● Schriftliche Aufgabe A:
Gib die Zeilen von der Zeile mit „Practice: put a marker on each instance of the forehead“ bis zur letzten Zeile noch einmal wieder und ersetze darin „Practice“ durch „Exercise“. Alles andere bleibt unverändert.

___ Zitierter Text

Träge Systeme und versäumte Sanierungen

Was ist die Ursache für dieses Chaos bei der Bahn? Erwarten Sie bitte keine fundierte Analyse, ich bin kein Bahnexperte. Unstrittig dürfte aber sein, dass die Privatisierung Anfang der 1990er Jahre und die anschließende „Optimierung“ der wirtschaftlichen Ergebnisse dazu geführt haben, dass Investitionen und Sanierungen gnadenlos in die Zukunft verschoben wurden. Im Vordergrund des damaligen Managements der Deutschen Bahn stand der Börsengang und damit die Erschließung neuer Kapitalquellen. Die Börse – gemeint sind natürlich wir Anleger -, erwartet aber quartalsweise immer besser werdende Ergebnisse, damit wir die Aktie kaufen und halten. Kein Jahr mit schlechteren Zahlen würde die Masse der Anleger aushalten. Also auch das Bashing des damaligen Managements der Deutschen Bahn soll von mir hier nicht betrieben werden. Das ist mir zu einfach und es trifft auch nicht die Kernursache. Wenn wir Manager mit einem 5-Jahresvertrag ausstatten und die Boni an die Qualität der Bilanzen knüpfen, was erwarten wir dann für Ergebnisse?

Jetzt bekommen wir die Quittung, obwohl die Fehler schon teilweise 30 Jahre zurückliegen. Systeme wie eine Deutsche Bahn sind komplex und daher träge. Wenn der Betrieb komplett aufrecht erhalten bleiben soll, dann kann man nicht einmal eben Sanierungsmaßnahmen in beliebiger Anzahl initiieren. Es dauert also Zeit, bis alte Fehler behoben sind.

______
___ Gezeigtes Material

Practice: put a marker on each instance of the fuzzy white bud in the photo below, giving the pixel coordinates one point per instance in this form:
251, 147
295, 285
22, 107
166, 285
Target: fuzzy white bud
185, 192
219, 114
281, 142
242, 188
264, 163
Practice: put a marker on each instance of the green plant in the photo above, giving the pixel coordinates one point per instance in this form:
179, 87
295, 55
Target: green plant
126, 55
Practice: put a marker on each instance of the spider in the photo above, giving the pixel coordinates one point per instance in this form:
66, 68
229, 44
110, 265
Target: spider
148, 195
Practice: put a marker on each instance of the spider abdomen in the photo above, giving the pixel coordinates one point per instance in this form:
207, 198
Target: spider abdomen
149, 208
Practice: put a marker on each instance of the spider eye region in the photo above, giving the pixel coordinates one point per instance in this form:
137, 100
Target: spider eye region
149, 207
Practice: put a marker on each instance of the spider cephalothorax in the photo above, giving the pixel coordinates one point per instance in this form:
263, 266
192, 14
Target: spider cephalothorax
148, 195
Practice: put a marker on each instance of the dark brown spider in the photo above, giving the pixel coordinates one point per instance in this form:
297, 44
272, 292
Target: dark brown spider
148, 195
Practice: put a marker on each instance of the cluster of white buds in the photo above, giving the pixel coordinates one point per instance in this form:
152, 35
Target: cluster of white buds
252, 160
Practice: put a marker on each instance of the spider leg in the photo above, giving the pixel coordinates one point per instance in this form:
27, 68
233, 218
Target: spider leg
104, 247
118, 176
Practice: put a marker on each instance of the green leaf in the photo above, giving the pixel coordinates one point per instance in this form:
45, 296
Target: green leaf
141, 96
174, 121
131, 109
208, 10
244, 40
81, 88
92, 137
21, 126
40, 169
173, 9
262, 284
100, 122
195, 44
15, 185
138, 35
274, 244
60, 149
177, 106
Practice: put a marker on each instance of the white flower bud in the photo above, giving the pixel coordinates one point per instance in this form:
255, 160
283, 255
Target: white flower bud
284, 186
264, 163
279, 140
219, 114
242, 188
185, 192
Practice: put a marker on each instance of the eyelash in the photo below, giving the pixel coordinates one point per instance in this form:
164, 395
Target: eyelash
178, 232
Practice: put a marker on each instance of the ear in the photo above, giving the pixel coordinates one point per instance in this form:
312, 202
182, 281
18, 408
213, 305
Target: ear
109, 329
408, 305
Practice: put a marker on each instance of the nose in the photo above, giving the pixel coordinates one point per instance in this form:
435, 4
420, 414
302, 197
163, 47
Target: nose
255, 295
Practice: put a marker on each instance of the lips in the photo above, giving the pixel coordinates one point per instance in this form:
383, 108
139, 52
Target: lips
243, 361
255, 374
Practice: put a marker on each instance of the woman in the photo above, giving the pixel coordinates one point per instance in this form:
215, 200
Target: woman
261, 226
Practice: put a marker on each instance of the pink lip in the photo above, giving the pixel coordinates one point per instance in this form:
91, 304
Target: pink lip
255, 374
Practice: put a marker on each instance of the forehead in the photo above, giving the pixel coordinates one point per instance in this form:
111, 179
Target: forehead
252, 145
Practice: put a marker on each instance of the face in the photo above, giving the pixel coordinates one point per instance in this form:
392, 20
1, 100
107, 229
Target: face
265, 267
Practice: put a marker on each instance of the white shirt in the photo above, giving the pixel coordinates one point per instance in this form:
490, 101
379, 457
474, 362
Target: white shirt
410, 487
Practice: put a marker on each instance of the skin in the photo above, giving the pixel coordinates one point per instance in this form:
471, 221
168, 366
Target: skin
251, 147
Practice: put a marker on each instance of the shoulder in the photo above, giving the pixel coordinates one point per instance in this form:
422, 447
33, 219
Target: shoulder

______

● Schriftliche Aufgabe B:
Schreibe den Text über die Probleme der Deutschen Bahn nach seinem letzten Satz weiter.

● Endergebnis A:
Exercise: put a marker on each instance of the forehead in the photo above, giving the pixel coordinates one point per instance in this form:
111, 179
Target: forehead
252, 145
Exercise: put a marker on each instance of the face in the photo above, giving the pixel coordinates one point per instance in this form:
392, 20
1, 100
107, 229
Target: face
265, 267
Exercise: put a marker on each instance of the white shirt in the photo above, giving the pixel coordinates one point per instance in this form:
490, 101
379, 457
474, 362
Target: white shirt
410, 487
Exercise: put a marker on each instance of the skin in the photo above, giving the pixel coordinates one point per instance in this form:
471, 221
168, 366
Target: skin
251, 147
Exercise: put a marker on each instance of the shoulder in the photo above, giving the pixel coordinates one point per instance in this form:
422, 447
33, 219
Target: shoulder

● Endergebnis B:
Wenn Sie weitere Beispiele für versäumte Investments und Sanierungen suchen wollen, dann fahren Sie ein bisschen in der Gegend herum und zählen Straßenbaustellen. In meiner beschaulichen Heimatstadt Aachen gibt es aktuell einige hundert (!) Baustellen, die aus Brücken, Kanalarbeiten und vielen weiteren dringend notwendigen Sanierungsmaßnahmen bestehen. Sie finden kaum eine Verkehrsbeziehung ohne Baustelle. Dabei muss betont werden, dass dieses Nachholen von Sanierungsmaßnahmen zunächst das Ziel hat, den alten Zustand wiederherzustellen, von Innovation sprechen wir noch lange nicht.

Analogie Immobiliensanierung?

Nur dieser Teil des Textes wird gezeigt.